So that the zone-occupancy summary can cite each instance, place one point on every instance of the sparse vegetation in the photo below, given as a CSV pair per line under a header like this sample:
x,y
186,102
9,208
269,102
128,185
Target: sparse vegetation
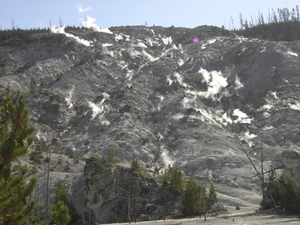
x,y
194,200
279,25
16,138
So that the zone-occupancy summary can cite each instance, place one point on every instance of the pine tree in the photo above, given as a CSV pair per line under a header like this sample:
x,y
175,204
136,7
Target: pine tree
x,y
176,181
212,196
273,186
60,194
291,201
15,140
60,213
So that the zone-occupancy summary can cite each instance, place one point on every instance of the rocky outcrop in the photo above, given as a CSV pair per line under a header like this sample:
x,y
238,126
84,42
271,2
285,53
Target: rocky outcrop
x,y
108,190
179,96
291,160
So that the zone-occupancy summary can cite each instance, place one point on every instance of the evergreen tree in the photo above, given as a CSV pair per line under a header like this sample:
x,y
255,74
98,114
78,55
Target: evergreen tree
x,y
176,181
291,201
202,201
212,196
15,140
273,186
60,194
60,213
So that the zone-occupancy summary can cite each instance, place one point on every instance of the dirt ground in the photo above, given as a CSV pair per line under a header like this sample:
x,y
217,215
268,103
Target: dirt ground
x,y
235,217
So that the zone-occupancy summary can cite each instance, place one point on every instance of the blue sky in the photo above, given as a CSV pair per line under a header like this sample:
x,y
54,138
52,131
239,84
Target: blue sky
x,y
107,13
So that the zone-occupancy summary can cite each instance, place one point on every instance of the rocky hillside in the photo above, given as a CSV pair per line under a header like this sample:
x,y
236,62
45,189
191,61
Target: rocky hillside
x,y
191,98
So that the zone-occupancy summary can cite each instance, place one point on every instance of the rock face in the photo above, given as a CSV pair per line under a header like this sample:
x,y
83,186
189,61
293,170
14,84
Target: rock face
x,y
291,161
109,189
186,97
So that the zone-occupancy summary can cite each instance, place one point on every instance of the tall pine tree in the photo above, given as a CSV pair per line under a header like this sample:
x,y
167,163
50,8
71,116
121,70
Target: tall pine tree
x,y
15,140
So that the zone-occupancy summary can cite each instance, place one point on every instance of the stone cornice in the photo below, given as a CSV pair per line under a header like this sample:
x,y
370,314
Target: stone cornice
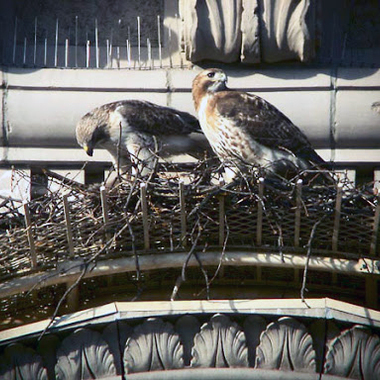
x,y
263,339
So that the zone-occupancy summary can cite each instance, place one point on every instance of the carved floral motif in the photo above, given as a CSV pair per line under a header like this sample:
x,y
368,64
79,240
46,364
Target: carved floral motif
x,y
154,345
220,343
84,355
355,354
286,345
21,363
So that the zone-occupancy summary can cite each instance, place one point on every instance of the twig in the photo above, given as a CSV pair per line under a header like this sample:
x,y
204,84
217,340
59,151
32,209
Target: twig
x,y
308,255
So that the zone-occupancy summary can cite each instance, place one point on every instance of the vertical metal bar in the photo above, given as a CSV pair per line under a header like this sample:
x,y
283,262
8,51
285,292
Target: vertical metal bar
x,y
66,52
103,198
105,211
149,53
45,51
24,58
111,46
159,39
69,233
297,223
144,208
375,231
128,53
35,42
129,44
15,42
107,52
76,41
170,48
29,233
179,34
139,41
259,223
118,56
221,219
182,203
96,44
338,206
56,44
88,54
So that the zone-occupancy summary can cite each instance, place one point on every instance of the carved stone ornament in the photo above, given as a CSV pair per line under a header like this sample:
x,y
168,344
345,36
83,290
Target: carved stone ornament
x,y
154,345
84,355
220,343
286,30
118,348
248,30
21,363
354,354
286,345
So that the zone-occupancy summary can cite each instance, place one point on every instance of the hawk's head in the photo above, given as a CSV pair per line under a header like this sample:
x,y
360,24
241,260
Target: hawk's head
x,y
206,82
90,131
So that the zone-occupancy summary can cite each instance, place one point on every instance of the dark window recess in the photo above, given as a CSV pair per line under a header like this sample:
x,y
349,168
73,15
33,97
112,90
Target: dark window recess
x,y
38,183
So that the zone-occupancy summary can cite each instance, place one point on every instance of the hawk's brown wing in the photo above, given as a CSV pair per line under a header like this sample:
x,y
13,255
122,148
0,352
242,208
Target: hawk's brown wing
x,y
153,119
264,123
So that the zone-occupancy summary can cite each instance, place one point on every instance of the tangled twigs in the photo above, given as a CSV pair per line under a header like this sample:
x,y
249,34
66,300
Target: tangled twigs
x,y
308,255
81,276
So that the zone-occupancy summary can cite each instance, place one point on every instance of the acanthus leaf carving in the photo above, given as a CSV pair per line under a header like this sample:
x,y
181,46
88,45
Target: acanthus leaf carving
x,y
187,326
286,345
116,335
84,355
253,327
287,30
153,345
220,343
21,363
354,354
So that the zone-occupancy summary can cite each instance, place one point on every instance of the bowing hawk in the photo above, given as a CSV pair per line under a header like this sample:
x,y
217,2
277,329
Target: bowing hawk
x,y
246,131
136,132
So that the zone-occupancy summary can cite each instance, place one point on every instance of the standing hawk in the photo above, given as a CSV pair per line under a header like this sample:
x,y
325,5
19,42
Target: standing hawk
x,y
246,131
137,132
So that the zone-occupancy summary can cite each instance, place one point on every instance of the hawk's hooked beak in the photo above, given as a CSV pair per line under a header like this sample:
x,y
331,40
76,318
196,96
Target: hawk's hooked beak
x,y
88,149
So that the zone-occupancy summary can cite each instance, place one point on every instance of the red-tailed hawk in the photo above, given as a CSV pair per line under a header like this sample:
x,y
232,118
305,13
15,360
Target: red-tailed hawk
x,y
245,131
139,131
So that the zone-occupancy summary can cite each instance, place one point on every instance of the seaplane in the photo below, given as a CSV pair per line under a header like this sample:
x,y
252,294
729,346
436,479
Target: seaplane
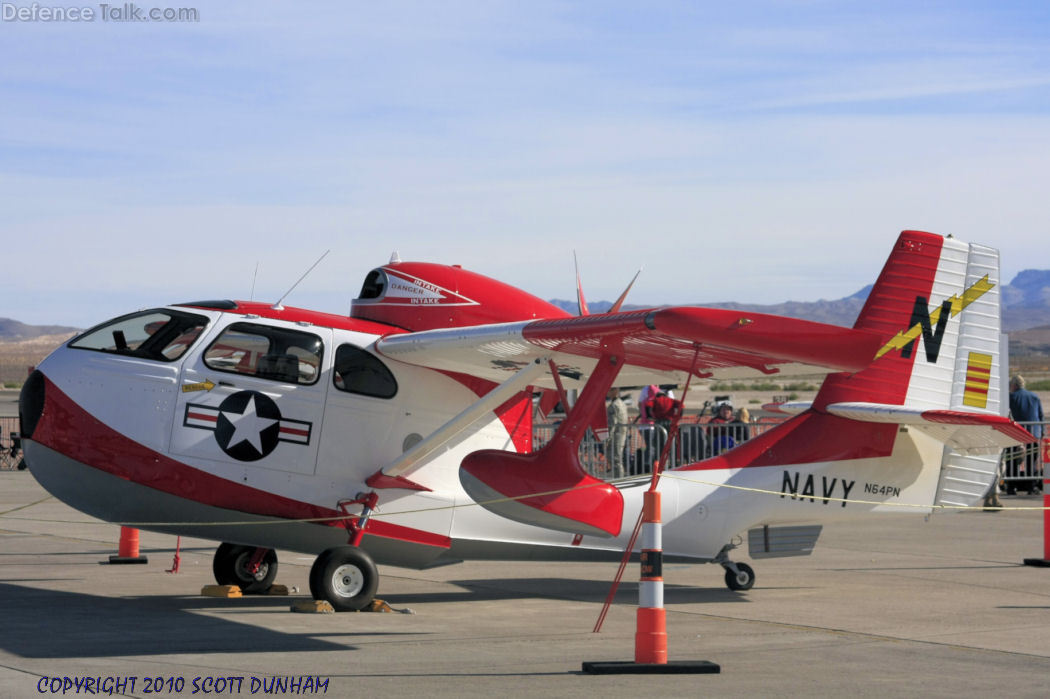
◆ ◆ ◆ ◆ ◆
» Your instructions
Without the images, print all of the lines above exactly.

» Task response
So that the zone-occupancy summary can cite each instance, place one point on every instance of the sparse vegetation in the photo below, given as a CSV pair per line under a header like this sample:
x,y
186,102
9,208
269,102
128,185
Target: sparse vegetation
x,y
194,200
279,25
16,138
So that the zone-occupancy summary can cite each instance, place one point on every instance of the pine tree in the photo above, given as a CSV pair per line under a header like this sample:
x,y
175,204
136,7
Target: pine tree
x,y
176,181
212,196
273,186
60,194
291,201
15,140
60,213
So that the zone-occupancy summary can cite each instance, place one point on every instance of the rocky outcrop in the photo above, given as a CSV pair per line under a header like this sample:
x,y
238,126
84,42
271,2
285,53
Target: rocky outcrop
x,y
108,190
179,96
291,160
So that the zone-occupancy summary can cite each instance, place one point on every instance of the evergreen tree in the photo above, given as a CSV pair per line under a header like this sample:
x,y
255,74
98,114
78,55
Target: evergreen tree
x,y
176,181
291,201
202,201
212,196
15,140
273,186
60,194
60,213
So that the zone-occupancy summary can cite each instance, place one point on every instance of the dirt ground in the photo above, given as a CSV pair per line under a header like this sample:
x,y
217,215
268,103
Target: dirt ground
x,y
235,217
So that the zone-occupancy summary can cite each instance, place one point on every instance of the blue sky in the photo above, given as a CSV pair per line under a header like this sample:
x,y
54,138
52,131
239,84
Target: blue sky
x,y
107,13
So that the zone-occupancy summary can cite each instance, place one point on every instance of the rocky hillside in the photo above, given as a CSV pair per line under a header like this sample:
x,y
236,62
45,189
191,61
Target: rocky hillside
x,y
191,98
So that the zone-occupancy summary can cite each instance, place one point on every instance of the rock face in the photo above, given as a CSV pair per line under a header like this sample:
x,y
83,186
189,61
293,170
14,84
Target: rock face
x,y
291,161
109,189
186,97
So that the zone-occupancy summary can cite each instance, place one point on every instance of the tall pine tree in the photo above, given as a CSV pair per line under a header like this sample:
x,y
167,163
50,8
71,116
121,70
Target: tall pine tree
x,y
15,140
So that the zone-occupancy summary can cite each instance, place one point on every instance of the stone cornice in the photo below, given as a CSV pair per line under a header like this sample:
x,y
370,314
Target: stone cornice
x,y
263,339
So that the zone-occupancy summary can cite each instance, place one point on every instance of the carved floral motif in the photo above, given as a CSV pair per line under a header like this sample:
x,y
368,64
79,240
46,364
Target: carved floral motif
x,y
154,345
220,343
84,355
355,354
286,345
21,363
So that the zone-occupancy summary can cite each instance, place one point on every instance of the twig in the photo above, given as a CSV pair per line under a header like this sample:
x,y
204,84
217,340
59,151
32,209
Target: twig
x,y
308,255
So that the zone-occupancy summary can cite each instance, place one point on every instance of the vertical metal bar in the photo above, given as a CSV pair per line under a header like this sample:
x,y
283,262
8,51
285,292
Target: vertical metal bar
x,y
66,52
103,198
105,211
149,53
45,51
24,58
111,46
159,39
69,233
297,223
144,208
375,231
128,53
35,42
129,44
15,42
107,52
76,41
170,48
29,233
179,34
139,41
259,223
118,56
221,219
182,203
96,44
338,206
56,44
88,54
So that the zone-occupancy summary can cite each instance, place one point on every instance of the carved stone ornament in the photo above, given as a CSV pair per line under a header like this sample:
x,y
168,344
345,36
83,290
Target: carved stone ornament
x,y
154,345
84,355
220,343
286,30
118,348
248,30
21,363
354,354
286,345
So that the zone-occupancy summary can cite each instance, place one point on every instance of the hawk's head in the photo above, given as a CSV pair per line under a header like this sample:
x,y
360,24
241,260
Target: hawk's head
x,y
206,82
90,131
So that the zone-occupancy summary can cite each instance, place one point on every instance of the dark window recess in the photo above, given as a CSV pair per line under a header like this sample:
x,y
349,168
73,15
33,97
112,90
Target: dark window recess
x,y
38,183
So that the zone-occupancy summary can cite each instance, place one point on every instance of the hawk's brown wing in the photo above, given as a CSV pair per line under a header like this sample:
x,y
13,255
122,148
0,352
242,208
Target: hawk's brown wing
x,y
153,119
264,123
So that the zone-occupancy summary can cite each instance, place one point on every instance of the tangled twigs in the photo above, given as a CSV pair per line under a header like this sample:
x,y
249,34
66,300
Target: tangled twigs
x,y
308,255
81,276
So that the zone-occupancy summary can cite each instance, place one point on every instance of the acanthus leaf carving in the photo above, given as a CSV pair per line under a header like this sample:
x,y
181,46
88,45
Target: acanthus leaf carving
x,y
187,326
286,345
116,335
84,355
253,327
287,30
153,345
220,343
21,363
354,354
So that the zone-occupancy summary can cite each instance, place one point on every instance of the bowing hawk in the photo above, given as a CSV pair per line under a header like this sample:
x,y
217,2
277,329
Target: bowing hawk
x,y
246,131
136,132
So that the zone-occupancy summary can cite each instance, place one point on every instance of the standing hawk in the photo above, given as a CSV pair per line under a header like this sample:
x,y
325,5
19,42
Target: standing hawk
x,y
246,131
137,132
So that the zone-occupancy summary can cite each instance, place one point on every instance of the hawk's hooked beak in the photo above, given as a CSV pair per line under a header like this sample:
x,y
331,40
76,318
196,96
Target: hawk's hooked beak
x,y
88,149
So that the zone-occupancy summary can cite each instance, place one point on every instance of the red-tailed hawk in the photo above, given as a CSV pair per line under a header like this sample:
x,y
232,118
305,13
15,360
Target: red-tailed hawk
x,y
245,131
139,131
So that the zone-occupancy summary can cite each instance, place one point on every instance of the seaplane in the photo below, given as a CSV pair per line under a header like this sample:
x,y
252,294
729,346
436,479
Target: seaplane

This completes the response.